- **Instructions to follow**
Once the pictures are set aside, transcribe each line of the listing exactly.

[Materials provided]

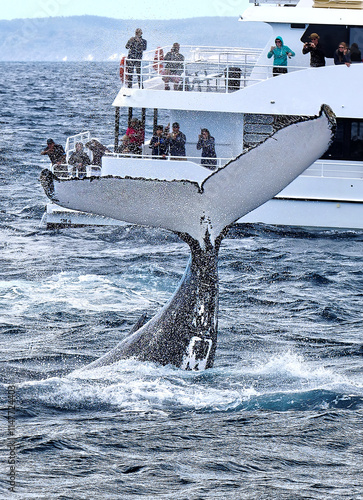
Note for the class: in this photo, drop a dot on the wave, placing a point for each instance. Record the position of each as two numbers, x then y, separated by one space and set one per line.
284 383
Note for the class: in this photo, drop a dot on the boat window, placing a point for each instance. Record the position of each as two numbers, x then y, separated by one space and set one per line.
348 141
330 36
356 36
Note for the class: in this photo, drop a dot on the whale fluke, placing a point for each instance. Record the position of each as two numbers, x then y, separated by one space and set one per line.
200 211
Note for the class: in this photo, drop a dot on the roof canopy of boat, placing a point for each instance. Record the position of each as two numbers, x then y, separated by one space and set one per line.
348 13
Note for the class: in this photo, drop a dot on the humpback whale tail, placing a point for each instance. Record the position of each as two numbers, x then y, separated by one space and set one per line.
200 211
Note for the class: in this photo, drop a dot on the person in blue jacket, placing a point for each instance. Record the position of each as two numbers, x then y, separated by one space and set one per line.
280 52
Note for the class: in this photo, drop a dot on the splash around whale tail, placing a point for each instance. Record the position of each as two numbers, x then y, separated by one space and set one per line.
184 332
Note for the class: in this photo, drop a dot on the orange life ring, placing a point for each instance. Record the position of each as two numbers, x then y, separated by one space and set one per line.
122 69
159 56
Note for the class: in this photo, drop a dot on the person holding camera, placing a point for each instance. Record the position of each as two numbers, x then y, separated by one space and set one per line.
280 52
317 55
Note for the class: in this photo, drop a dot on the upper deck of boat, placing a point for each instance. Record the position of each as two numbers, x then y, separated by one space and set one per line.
205 69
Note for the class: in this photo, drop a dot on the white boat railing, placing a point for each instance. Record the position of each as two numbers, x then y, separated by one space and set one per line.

[/Materials provided]

- **Exercise response**
Note for the class: in this photo, drop a dot on the wave, placing a point for each instance. Record the position of each as two numbers, x then y, separated by one space and set one per line.
284 383
Note for the class: in this photo, drop a dot on the boat window, placing a point for each instance. Record the position of each as two numbers, x then y, separated by one space and set one per line.
348 141
330 36
356 36
Note for the class: in this photo, drop a dot on the whale fluke, placing a point for each instance. Record the position of each as two numbers, x then y, separated by one space and set one per line.
200 211
Note for the class: in this photo, drop a dot on the roof canopy of boat, placing a point for each instance. Record the position of each as two numbers, x then y, separated by one space and set one per line.
348 13
Note for the class: in this photo, drop a dot on the humpback whale tail, placing a point for each instance. Record the position of each as two numbers, x then y, separated by one space and set one per line.
200 211
Note for the class: in this photo, drop a dot on the person in blue jacket, placing a point for each instance. Record the position of each as two numbers, x then y, separated by one space and set one per line.
280 52
Note for the class: in this photo, drop a dot on the splash around whale tail, placing a point for each instance. Record the position of each as two numbers, x then y, separated by one space and set one per line.
184 332
Note for the class: in this photo, drop a dot on the orange life ring, placing a point for each instance. Record the position of each as two numbers, x then y, separated by one space and set one per line.
122 69
159 56
Note for the class: in this photo, drop a dot on the person holding camera, placing a point for each instance. Record the position of each as two numbers, x then y, separated by one space and set one per line.
280 52
317 55
Note for the class: in this photo, drop a dot on the upper deck of boat, placing a point for each instance. Record the position of each as two numbers, x then y, separated by one space and set one per line.
205 69
Note for the class: in this photo, drop a dot on the white boat railing, placing a point for each instance. Record the position of each as two numbers, x then y, separated by one space and set one per line.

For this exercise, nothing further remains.